▶

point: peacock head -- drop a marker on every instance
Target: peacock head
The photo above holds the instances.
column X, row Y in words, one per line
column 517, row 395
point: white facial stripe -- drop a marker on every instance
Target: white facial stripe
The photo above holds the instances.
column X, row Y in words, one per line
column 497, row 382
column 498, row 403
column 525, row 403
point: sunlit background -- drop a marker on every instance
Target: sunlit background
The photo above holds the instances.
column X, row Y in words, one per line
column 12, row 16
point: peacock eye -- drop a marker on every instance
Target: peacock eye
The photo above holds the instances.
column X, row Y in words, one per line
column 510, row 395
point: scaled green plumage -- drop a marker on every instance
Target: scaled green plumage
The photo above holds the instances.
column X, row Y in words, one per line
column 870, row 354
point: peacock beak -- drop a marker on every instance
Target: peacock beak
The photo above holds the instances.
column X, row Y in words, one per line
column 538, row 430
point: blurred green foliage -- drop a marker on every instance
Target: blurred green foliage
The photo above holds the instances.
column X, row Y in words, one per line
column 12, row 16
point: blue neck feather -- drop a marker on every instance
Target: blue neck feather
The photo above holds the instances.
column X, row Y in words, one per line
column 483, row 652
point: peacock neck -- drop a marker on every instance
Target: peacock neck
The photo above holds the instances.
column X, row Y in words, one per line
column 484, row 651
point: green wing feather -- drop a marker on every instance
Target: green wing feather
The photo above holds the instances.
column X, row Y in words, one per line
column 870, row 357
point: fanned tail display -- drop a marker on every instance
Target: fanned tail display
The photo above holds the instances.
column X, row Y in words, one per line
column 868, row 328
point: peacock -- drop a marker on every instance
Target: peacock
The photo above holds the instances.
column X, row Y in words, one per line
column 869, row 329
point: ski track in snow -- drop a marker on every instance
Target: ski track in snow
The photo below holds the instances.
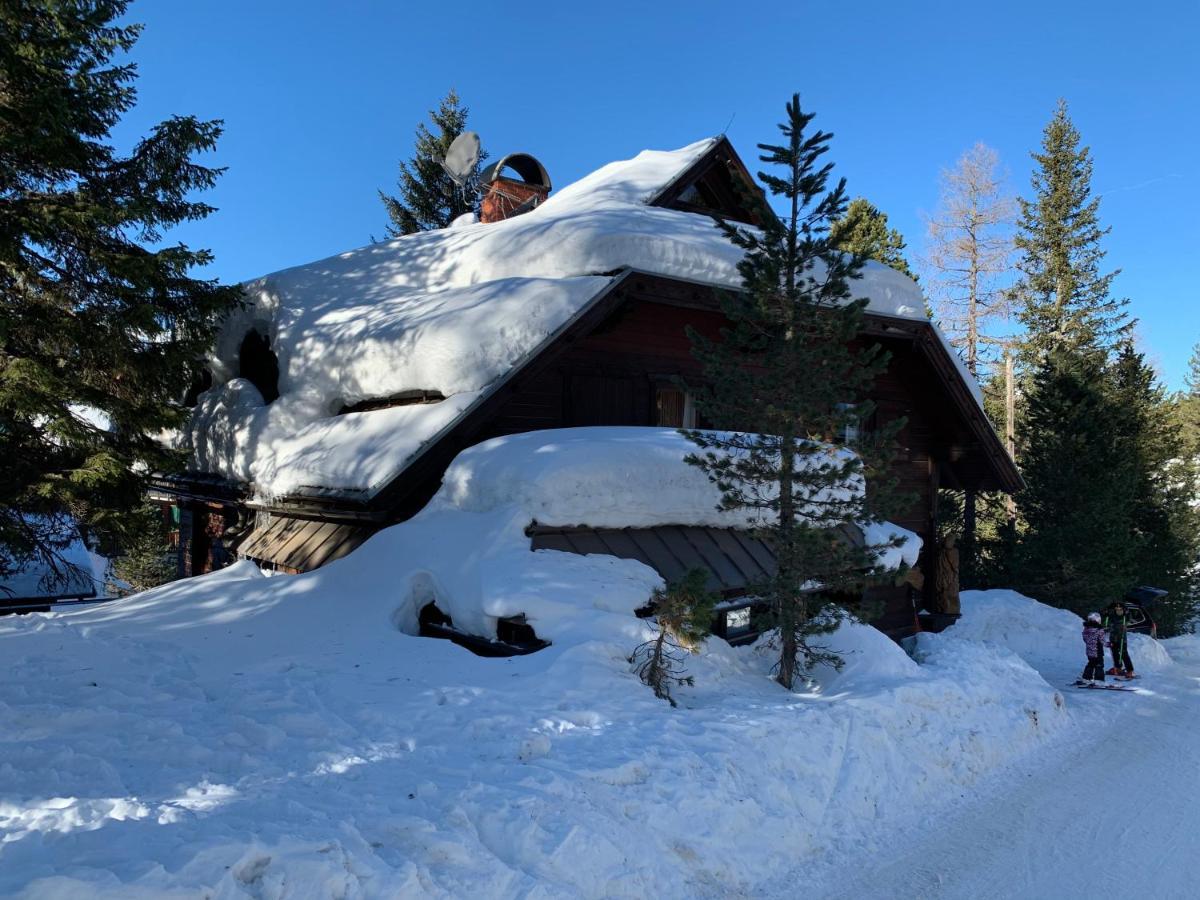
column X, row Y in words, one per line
column 1109, row 810
column 169, row 749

◀

* _WORK TO DO_: Every entry above is to be set down exactly; the pictures are to be left out.

* _RESPONSE TO THIS EXERCISE_:
point: peacock head -- drop a marker on every instance
Target: peacock head
The photo above holds the instances.
column X, row Y in words, one per line
column 517, row 395
point: white facial stripe -- drop a marker on every instance
Target: white facial stripe
The photo above holds the instances.
column X, row Y in words, one per line
column 497, row 382
column 498, row 403
column 525, row 403
point: sunlit background -- drop a marker on every instance
Target: sunlit background
The photo above holds the instances.
column X, row Y in words, one per line
column 12, row 16
point: peacock eye -- drop a marker on every instance
Target: peacock eye
The photo above holds the instances.
column X, row Y in words, one per line
column 510, row 395
point: scaled green plumage -- drop a marker on every instance
Target: scaled green plumage
The photo above holds the instances.
column X, row Y in words, one per line
column 870, row 354
point: peacock beak -- drop a marker on every instance
Target: peacock beak
The photo above holds the instances.
column X, row Y in words, one per line
column 538, row 430
point: blurred green foliage -- drop a marker on every instance
Target: blurred green foliage
The photo above holds the instances.
column X, row Y in words, one per line
column 12, row 16
point: blue neck feather -- drop a marker on every instance
Target: blue neck feather
The photo above holds the instances.
column X, row Y in words, one per line
column 483, row 652
point: peacock neck -- drop a marker on every instance
Target: peacock neck
The photo above holds the instances.
column X, row Y in words, one per line
column 484, row 651
point: green wing feather -- drop a marker on every instance
Target: green wing feather
The photo above holds the instances.
column X, row Y in words, one per line
column 870, row 357
point: fanned tail display -- drop a marker on every instance
Target: fanned tail display
The photo above holds the instances.
column X, row Y in words, one per line
column 868, row 328
point: peacock -- drop a marker on every instance
Target: peacock
The photo above holds the instances.
column X, row Y in words, one per line
column 869, row 329
point: ski track in snow -- drop a marker on every instance
Target: ski track in snow
The photo below holds the instances.
column X, row Y in words, one per line
column 1109, row 810
column 169, row 749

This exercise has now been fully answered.